[Contour labeling entries]
▬▬▬▬▬▬
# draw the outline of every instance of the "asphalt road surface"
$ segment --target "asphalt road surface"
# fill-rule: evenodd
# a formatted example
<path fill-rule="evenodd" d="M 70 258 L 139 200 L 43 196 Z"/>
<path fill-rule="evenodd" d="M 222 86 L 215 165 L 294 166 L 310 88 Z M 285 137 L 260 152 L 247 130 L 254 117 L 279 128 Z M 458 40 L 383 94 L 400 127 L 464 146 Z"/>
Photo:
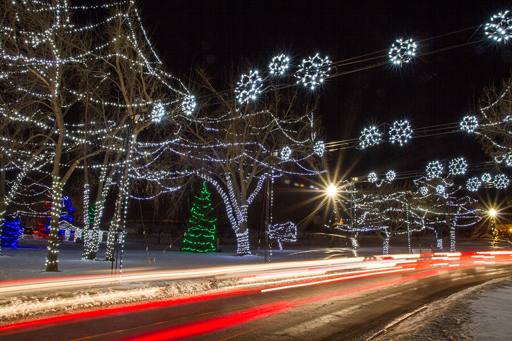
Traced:
<path fill-rule="evenodd" d="M 425 305 L 512 276 L 509 262 L 466 265 L 77 314 L 0 331 L 0 340 L 368 340 Z"/>

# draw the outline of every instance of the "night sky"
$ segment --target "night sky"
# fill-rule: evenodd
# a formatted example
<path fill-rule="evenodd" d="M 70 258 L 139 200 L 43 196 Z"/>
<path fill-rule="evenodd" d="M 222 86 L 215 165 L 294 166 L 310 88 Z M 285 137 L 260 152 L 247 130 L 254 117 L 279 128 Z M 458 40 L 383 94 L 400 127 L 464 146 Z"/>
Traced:
<path fill-rule="evenodd" d="M 272 57 L 295 65 L 316 53 L 333 61 L 378 51 L 384 61 L 396 39 L 418 42 L 418 56 L 401 69 L 389 64 L 329 79 L 318 93 L 326 142 L 357 138 L 371 124 L 407 119 L 413 130 L 460 121 L 477 108 L 483 88 L 510 74 L 510 44 L 496 46 L 479 27 L 498 12 L 493 1 L 144 1 L 145 27 L 168 71 L 185 78 L 204 67 L 219 84 L 231 63 L 264 69 Z M 458 33 L 453 32 L 463 30 Z M 455 47 L 470 43 L 465 46 Z M 444 51 L 440 51 L 444 50 Z M 387 129 L 389 128 L 389 126 Z M 348 176 L 424 170 L 429 161 L 464 156 L 488 161 L 462 133 L 413 139 L 406 147 L 385 143 L 370 150 L 330 153 Z"/>

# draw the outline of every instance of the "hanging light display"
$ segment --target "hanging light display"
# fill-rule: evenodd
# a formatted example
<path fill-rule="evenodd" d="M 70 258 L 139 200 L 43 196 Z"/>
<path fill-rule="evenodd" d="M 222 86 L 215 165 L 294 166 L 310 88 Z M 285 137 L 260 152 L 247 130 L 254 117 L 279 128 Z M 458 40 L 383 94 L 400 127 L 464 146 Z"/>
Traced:
<path fill-rule="evenodd" d="M 321 157 L 324 155 L 325 151 L 325 144 L 324 141 L 316 141 L 315 146 L 313 148 L 313 152 Z"/>
<path fill-rule="evenodd" d="M 508 11 L 499 13 L 490 18 L 490 22 L 485 24 L 485 35 L 496 42 L 506 43 L 512 36 L 512 17 Z"/>
<path fill-rule="evenodd" d="M 284 54 L 272 58 L 272 61 L 268 65 L 269 73 L 272 77 L 284 76 L 289 68 L 290 58 Z"/>
<path fill-rule="evenodd" d="M 329 65 L 331 63 L 328 58 L 326 57 L 323 58 L 318 53 L 314 57 L 303 60 L 298 71 L 295 74 L 295 76 L 298 79 L 296 83 L 302 84 L 311 90 L 314 89 L 323 83 L 329 76 L 331 71 Z"/>
<path fill-rule="evenodd" d="M 426 166 L 426 177 L 429 179 L 439 177 L 444 171 L 443 165 L 439 161 L 431 161 Z"/>
<path fill-rule="evenodd" d="M 467 164 L 462 157 L 454 158 L 450 163 L 450 173 L 452 175 L 461 175 L 466 172 Z"/>
<path fill-rule="evenodd" d="M 261 93 L 263 86 L 263 81 L 258 71 L 251 71 L 248 75 L 244 75 L 237 83 L 234 90 L 237 101 L 240 104 L 244 104 L 255 100 Z"/>
<path fill-rule="evenodd" d="M 472 177 L 467 180 L 467 184 L 466 185 L 466 187 L 467 188 L 468 191 L 471 191 L 471 192 L 476 192 L 480 188 L 480 186 L 482 185 L 482 181 L 480 180 L 480 179 L 477 177 Z"/>
<path fill-rule="evenodd" d="M 412 129 L 407 121 L 396 121 L 389 130 L 389 140 L 391 143 L 405 144 L 412 137 Z"/>
<path fill-rule="evenodd" d="M 359 146 L 361 149 L 378 145 L 382 141 L 382 134 L 377 127 L 365 128 L 359 138 Z"/>
<path fill-rule="evenodd" d="M 418 46 L 412 39 L 404 40 L 401 38 L 397 39 L 389 50 L 390 61 L 399 66 L 401 66 L 403 63 L 408 63 L 416 55 L 417 48 Z"/>
<path fill-rule="evenodd" d="M 510 179 L 503 174 L 500 174 L 496 175 L 494 177 L 494 181 L 493 181 L 493 184 L 494 187 L 496 188 L 503 190 L 505 189 L 508 186 L 508 183 L 510 181 Z"/>
<path fill-rule="evenodd" d="M 467 132 L 475 132 L 478 128 L 478 120 L 475 116 L 466 116 L 460 121 L 460 129 Z"/>

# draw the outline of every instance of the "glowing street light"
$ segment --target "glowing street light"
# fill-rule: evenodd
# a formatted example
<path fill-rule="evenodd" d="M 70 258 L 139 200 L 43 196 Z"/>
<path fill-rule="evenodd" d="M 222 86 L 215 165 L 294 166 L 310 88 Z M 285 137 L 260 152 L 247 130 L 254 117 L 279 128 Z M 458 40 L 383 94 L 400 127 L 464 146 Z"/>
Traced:
<path fill-rule="evenodd" d="M 335 195 L 337 191 L 337 190 L 332 184 L 331 184 L 331 186 L 327 188 L 327 194 L 330 195 L 331 196 Z"/>

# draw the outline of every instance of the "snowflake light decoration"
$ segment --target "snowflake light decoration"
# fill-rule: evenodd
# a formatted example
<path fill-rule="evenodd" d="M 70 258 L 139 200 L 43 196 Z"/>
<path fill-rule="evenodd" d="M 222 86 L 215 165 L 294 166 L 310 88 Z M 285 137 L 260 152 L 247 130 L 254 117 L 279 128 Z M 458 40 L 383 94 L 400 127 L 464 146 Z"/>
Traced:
▬▬▬▬▬▬
■ WHAT NEEDS TO BE DONE
Count the lines in the records that contain the string "light", treating uppercase and lowercase as different. Reply with the number alone.

■ EXERCISE ANSWER
6